**Directions for this task:**
Locate each line in the records below that contains the word "mask", and copy those lines out in full.

***

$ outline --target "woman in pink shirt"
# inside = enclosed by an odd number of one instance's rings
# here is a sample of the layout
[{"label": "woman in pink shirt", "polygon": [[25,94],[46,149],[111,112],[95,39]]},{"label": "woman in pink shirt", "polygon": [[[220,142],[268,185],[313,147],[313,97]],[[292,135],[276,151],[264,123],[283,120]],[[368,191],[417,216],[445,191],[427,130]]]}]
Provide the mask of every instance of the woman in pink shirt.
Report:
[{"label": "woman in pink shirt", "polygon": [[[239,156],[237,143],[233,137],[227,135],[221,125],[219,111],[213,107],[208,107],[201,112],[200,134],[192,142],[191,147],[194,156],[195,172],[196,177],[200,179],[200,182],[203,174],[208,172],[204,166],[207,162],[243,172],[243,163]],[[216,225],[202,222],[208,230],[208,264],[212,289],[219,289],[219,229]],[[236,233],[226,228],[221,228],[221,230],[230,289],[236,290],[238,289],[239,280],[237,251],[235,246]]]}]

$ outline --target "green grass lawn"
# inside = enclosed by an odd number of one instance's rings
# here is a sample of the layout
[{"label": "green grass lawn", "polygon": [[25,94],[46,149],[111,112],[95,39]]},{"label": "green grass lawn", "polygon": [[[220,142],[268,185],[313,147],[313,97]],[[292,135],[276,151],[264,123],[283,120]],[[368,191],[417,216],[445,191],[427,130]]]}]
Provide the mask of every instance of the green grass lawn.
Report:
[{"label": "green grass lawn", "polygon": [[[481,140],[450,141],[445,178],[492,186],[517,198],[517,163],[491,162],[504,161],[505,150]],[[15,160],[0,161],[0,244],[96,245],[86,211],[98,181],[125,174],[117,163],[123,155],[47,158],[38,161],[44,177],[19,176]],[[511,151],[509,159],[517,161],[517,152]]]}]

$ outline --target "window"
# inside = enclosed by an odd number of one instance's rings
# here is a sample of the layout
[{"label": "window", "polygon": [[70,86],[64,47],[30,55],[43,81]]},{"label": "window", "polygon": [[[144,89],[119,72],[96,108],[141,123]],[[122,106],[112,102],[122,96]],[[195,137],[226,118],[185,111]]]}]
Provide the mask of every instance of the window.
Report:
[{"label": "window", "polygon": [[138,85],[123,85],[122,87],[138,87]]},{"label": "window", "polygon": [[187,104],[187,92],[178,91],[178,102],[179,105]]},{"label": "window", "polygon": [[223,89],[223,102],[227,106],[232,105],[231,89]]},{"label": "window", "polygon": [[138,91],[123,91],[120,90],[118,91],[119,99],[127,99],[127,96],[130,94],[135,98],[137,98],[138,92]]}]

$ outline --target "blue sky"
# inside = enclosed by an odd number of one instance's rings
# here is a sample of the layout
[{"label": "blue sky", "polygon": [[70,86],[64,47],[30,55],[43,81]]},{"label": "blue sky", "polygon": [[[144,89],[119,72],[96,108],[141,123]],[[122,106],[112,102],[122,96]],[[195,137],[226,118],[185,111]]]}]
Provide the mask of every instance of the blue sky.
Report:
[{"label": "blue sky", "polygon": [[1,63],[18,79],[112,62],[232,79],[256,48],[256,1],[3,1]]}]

***

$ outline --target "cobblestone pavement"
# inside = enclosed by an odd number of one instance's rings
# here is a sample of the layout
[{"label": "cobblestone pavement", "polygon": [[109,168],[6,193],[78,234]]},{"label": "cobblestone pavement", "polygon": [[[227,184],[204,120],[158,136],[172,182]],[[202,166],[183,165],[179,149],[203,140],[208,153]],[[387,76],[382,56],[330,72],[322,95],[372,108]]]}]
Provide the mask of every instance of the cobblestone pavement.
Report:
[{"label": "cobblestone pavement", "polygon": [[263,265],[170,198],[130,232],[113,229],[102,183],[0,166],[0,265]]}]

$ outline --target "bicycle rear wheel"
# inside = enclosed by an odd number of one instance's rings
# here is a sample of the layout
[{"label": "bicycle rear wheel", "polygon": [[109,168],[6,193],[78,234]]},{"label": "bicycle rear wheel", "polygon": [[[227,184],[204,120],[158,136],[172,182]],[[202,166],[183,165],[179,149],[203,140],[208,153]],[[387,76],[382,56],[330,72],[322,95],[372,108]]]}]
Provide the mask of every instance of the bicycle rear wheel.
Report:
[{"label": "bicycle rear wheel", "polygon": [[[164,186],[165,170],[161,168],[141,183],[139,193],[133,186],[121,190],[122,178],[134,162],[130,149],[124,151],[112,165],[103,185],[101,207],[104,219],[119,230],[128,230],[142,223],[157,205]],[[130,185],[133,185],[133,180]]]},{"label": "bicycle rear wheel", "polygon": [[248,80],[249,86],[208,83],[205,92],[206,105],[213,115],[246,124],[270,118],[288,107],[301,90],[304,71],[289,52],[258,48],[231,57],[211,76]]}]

***

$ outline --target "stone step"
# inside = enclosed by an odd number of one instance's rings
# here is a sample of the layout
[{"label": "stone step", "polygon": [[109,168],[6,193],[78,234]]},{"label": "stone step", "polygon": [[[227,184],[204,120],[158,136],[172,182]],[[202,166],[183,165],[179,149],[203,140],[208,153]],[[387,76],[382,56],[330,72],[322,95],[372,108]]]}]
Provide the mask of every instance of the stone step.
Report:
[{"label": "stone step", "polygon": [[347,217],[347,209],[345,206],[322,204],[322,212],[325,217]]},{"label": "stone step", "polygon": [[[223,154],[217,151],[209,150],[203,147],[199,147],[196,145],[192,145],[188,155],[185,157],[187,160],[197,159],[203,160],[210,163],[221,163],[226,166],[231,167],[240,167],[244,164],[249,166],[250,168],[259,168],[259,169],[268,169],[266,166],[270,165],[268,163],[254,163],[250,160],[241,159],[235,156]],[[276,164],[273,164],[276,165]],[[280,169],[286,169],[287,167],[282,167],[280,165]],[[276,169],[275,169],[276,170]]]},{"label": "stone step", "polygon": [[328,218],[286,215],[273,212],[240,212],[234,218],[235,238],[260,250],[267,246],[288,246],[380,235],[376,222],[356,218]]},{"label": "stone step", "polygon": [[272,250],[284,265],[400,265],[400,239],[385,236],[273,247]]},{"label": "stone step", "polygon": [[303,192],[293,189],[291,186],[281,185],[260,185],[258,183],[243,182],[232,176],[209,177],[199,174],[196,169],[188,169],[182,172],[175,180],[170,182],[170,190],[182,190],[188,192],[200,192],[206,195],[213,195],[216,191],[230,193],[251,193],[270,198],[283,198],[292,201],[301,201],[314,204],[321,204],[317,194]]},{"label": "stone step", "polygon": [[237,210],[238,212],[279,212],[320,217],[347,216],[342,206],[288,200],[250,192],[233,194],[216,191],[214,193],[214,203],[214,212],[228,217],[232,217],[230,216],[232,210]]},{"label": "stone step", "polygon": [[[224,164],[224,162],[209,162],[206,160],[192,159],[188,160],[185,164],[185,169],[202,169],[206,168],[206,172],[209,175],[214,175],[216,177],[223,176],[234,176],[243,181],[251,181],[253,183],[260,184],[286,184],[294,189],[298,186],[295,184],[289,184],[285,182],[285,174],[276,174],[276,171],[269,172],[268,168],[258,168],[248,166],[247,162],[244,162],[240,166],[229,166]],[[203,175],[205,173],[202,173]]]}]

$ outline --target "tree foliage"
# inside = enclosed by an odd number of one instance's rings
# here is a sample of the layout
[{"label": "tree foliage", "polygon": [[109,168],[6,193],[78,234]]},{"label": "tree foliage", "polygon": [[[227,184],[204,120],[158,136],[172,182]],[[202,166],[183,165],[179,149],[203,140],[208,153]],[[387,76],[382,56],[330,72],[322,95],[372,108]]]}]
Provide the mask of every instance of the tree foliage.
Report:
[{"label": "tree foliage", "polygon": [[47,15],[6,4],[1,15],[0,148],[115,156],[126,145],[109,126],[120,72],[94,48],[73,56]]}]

***

**Correct output:**
Provide the mask of every instance of the woman in pink shirt.
Provide the mask of every instance of the green grass lawn.
Provide the mask of every instance of the window.
Provide the mask of every instance of the blue sky.
Provide the mask of every instance of the cobblestone pavement.
Provide the mask of every instance of the bicycle rear wheel.
Provide the mask of every instance of the stone step.
Provide the mask of every instance of the tree foliage.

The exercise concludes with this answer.